To do: Put the stretch from the line containing "One marker belongs on each instance of the thumb." through the line containing "[(37, 161)]" into a Markdown table with the columns Row and Line, numbering each row and omitting blank lines.

The records:
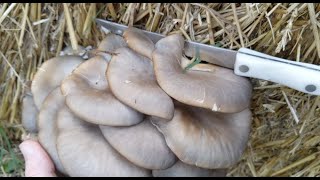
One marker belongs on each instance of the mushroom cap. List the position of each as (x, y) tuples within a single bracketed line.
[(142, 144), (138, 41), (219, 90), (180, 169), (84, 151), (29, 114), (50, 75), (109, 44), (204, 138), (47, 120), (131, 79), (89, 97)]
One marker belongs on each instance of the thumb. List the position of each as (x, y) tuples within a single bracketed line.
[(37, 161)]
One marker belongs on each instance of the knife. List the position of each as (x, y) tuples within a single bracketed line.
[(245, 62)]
---
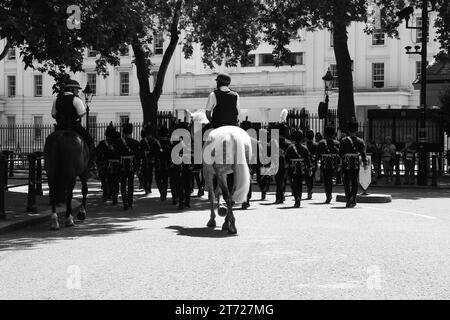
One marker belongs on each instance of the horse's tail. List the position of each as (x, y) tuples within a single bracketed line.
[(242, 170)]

Exercise output:
| Row | Line |
|---|---|
| 1 | One marker belongs on each instance of the thumb. List the position of each as (x, y) tuples within a single bracketed line. |
| 2 | [(37, 161)] |